:: Data section ::
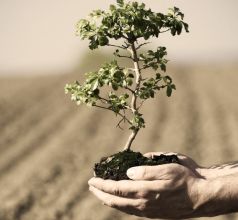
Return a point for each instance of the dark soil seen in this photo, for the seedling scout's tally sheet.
(115, 166)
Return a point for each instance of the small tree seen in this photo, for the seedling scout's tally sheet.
(127, 23)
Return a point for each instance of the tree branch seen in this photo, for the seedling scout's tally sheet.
(139, 46)
(118, 113)
(121, 47)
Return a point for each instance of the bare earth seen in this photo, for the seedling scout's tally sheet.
(48, 145)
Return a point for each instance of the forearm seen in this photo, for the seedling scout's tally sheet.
(217, 196)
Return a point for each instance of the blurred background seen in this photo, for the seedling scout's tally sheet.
(48, 145)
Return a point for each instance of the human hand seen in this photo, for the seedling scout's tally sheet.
(164, 191)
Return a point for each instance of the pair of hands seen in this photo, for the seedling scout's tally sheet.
(164, 191)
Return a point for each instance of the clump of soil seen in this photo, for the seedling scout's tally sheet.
(115, 166)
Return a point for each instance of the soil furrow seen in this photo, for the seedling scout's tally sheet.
(29, 120)
(25, 102)
(32, 142)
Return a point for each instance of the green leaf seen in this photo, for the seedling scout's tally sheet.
(169, 91)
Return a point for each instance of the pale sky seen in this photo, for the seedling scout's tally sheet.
(38, 35)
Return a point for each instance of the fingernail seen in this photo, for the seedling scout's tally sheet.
(131, 172)
(90, 182)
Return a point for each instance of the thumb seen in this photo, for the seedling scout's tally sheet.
(159, 172)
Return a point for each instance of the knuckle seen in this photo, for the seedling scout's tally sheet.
(117, 191)
(143, 193)
(111, 203)
(144, 172)
(142, 205)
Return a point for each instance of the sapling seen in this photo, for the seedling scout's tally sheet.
(123, 90)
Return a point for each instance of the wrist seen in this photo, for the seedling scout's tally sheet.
(216, 196)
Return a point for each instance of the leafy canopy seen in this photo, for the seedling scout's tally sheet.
(129, 21)
(127, 88)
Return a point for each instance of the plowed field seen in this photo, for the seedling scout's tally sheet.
(48, 145)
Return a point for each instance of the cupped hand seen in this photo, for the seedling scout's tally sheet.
(169, 191)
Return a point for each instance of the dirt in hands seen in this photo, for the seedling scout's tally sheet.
(115, 166)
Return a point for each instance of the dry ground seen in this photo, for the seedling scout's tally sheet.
(48, 145)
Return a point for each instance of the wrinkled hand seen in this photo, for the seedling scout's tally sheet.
(164, 191)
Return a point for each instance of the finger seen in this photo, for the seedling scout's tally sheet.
(159, 172)
(128, 188)
(114, 201)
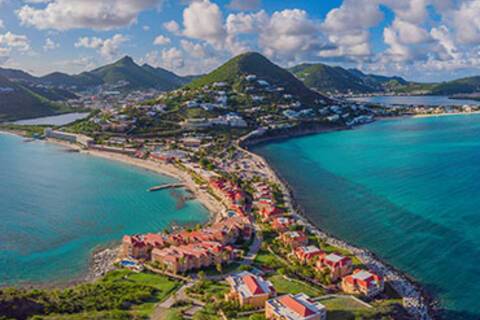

:: Your task ::
Find every line in the listing above that contains the string "tree", matching case exactly, and copy each of those lines in full.

:: Output ::
Return a point for each instance of the small tree seen in this photo, for the seedling scout's tally sheet.
Return a point for each instance of the tree branch seen in this photo, for the seedling scout's tally sheet.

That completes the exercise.